Instructions for the task:
How many lines of the entries below include the word "dress"? Answer with the number alone.

[Records from a data source]
>>

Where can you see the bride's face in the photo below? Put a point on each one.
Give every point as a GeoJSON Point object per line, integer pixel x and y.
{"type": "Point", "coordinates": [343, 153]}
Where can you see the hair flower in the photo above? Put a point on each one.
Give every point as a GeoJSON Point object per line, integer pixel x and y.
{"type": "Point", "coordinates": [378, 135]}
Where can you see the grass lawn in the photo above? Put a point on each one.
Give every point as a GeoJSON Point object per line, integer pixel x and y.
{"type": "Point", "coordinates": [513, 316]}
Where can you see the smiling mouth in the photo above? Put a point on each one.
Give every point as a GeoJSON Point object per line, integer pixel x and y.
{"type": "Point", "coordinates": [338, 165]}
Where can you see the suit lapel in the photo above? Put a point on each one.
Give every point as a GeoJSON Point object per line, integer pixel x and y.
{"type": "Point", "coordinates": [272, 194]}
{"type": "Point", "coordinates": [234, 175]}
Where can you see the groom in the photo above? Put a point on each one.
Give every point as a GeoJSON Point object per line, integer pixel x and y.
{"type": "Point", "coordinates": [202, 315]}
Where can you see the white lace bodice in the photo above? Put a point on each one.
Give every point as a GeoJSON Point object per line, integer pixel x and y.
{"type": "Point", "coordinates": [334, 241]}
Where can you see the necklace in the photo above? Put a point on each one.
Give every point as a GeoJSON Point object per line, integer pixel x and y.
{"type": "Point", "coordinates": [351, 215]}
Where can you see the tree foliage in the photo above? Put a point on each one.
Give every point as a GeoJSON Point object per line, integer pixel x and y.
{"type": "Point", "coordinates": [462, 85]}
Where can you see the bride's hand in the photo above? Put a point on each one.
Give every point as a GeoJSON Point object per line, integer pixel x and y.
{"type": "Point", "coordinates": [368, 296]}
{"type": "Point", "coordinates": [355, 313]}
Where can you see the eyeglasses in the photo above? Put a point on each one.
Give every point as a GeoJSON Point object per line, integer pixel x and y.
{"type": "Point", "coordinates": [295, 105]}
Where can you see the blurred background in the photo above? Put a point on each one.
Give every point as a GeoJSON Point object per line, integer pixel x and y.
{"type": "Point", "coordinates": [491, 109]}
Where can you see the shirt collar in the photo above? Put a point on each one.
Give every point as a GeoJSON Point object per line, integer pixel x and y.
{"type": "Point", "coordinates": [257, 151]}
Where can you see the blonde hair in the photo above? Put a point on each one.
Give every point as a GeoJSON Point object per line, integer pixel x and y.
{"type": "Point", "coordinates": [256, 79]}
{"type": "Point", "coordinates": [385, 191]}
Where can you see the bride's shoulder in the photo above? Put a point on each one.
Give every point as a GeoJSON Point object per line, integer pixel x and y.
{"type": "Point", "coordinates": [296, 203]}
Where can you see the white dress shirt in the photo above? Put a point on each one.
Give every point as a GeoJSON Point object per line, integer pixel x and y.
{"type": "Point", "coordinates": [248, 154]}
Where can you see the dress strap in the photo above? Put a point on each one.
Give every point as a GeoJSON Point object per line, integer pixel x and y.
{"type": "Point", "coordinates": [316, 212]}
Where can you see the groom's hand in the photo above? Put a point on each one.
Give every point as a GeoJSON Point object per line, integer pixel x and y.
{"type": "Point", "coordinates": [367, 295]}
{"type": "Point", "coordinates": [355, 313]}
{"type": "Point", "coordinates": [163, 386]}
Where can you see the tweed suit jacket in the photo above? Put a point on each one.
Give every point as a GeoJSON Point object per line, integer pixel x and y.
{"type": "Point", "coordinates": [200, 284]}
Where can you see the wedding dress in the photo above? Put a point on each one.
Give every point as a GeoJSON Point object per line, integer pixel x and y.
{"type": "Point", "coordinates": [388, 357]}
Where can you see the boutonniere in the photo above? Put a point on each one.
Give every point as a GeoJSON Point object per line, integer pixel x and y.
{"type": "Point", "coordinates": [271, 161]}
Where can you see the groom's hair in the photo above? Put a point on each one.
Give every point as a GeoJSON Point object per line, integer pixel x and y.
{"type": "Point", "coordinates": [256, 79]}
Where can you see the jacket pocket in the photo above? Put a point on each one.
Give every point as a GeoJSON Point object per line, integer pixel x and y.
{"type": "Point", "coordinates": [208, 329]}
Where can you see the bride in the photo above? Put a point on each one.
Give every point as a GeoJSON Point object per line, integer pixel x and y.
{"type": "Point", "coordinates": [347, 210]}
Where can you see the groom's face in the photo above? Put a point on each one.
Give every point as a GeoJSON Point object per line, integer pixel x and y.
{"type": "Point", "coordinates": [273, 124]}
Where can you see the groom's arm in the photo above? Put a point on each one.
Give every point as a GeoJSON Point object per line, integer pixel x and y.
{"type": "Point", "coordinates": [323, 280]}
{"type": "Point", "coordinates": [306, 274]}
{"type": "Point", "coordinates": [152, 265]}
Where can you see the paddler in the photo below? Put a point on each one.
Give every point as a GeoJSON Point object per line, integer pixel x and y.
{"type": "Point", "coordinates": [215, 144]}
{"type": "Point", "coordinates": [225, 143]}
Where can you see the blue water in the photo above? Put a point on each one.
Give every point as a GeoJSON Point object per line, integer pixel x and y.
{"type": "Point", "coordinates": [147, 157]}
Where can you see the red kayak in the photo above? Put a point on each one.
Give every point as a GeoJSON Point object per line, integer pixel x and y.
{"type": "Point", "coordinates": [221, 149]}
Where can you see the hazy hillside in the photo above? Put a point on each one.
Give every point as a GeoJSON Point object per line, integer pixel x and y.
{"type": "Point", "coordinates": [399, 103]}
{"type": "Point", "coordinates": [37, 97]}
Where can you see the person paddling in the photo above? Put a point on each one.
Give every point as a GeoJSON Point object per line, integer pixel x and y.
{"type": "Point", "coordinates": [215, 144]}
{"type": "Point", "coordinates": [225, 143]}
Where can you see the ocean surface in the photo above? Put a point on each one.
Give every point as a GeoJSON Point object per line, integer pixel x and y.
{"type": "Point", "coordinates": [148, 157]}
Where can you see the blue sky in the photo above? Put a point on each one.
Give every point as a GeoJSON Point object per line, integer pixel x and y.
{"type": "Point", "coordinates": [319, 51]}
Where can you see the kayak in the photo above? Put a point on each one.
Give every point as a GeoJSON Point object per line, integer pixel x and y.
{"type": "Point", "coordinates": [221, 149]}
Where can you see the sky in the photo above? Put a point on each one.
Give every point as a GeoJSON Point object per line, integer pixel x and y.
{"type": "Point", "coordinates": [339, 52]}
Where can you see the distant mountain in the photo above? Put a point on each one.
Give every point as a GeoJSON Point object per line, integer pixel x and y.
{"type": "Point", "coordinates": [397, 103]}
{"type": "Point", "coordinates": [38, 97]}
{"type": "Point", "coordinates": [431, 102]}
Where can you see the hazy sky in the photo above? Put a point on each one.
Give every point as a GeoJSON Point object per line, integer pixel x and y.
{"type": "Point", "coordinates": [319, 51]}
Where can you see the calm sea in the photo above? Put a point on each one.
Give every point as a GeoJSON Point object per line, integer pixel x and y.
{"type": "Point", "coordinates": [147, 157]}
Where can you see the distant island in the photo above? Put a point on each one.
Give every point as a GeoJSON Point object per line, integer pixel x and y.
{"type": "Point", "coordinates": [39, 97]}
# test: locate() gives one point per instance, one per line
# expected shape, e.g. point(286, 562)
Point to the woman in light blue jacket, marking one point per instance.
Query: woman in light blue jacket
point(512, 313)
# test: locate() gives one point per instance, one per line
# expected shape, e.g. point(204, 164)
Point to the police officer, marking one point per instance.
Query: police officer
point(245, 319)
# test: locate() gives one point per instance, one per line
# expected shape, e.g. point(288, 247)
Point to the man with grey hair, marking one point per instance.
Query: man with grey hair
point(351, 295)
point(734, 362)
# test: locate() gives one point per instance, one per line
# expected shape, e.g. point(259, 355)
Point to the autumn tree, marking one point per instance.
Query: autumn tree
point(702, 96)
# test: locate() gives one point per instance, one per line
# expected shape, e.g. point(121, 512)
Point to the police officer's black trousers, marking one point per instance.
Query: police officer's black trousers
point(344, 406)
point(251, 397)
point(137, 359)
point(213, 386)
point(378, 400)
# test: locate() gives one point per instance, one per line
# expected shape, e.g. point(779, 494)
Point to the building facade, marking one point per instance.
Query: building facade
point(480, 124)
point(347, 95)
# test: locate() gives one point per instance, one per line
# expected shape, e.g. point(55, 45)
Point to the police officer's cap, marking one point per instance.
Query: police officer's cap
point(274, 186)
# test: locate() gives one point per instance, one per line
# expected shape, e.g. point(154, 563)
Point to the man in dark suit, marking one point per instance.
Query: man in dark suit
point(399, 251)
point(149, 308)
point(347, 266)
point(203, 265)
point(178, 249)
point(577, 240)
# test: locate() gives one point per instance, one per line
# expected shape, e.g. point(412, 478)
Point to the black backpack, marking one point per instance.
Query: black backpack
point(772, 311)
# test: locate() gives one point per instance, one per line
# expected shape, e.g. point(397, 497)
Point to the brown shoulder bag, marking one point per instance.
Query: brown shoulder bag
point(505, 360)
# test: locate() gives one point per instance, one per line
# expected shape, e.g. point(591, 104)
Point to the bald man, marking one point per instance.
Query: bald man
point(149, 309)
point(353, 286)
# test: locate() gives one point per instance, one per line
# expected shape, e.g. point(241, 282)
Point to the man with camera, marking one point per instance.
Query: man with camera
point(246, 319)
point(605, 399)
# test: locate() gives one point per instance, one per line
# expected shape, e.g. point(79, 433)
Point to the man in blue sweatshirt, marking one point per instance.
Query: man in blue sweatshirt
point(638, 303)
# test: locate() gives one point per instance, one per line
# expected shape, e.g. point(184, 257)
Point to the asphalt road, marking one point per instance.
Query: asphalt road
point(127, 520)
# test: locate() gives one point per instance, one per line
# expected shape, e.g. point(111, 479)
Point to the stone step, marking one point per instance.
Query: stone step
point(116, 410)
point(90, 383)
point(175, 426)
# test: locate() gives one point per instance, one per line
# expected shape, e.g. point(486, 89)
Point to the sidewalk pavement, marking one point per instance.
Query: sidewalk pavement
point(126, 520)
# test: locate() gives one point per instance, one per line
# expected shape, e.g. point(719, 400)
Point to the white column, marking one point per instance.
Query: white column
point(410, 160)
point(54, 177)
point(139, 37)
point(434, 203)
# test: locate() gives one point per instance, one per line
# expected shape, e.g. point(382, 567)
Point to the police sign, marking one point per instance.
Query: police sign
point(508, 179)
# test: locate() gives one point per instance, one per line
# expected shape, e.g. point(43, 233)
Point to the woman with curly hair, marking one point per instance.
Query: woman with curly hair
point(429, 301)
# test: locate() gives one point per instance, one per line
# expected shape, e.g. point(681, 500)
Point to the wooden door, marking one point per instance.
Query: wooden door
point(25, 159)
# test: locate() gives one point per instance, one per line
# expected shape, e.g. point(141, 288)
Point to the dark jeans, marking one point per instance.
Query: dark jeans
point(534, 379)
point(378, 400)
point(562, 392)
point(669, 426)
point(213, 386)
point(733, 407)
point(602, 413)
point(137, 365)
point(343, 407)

<<

Exercise solution:
3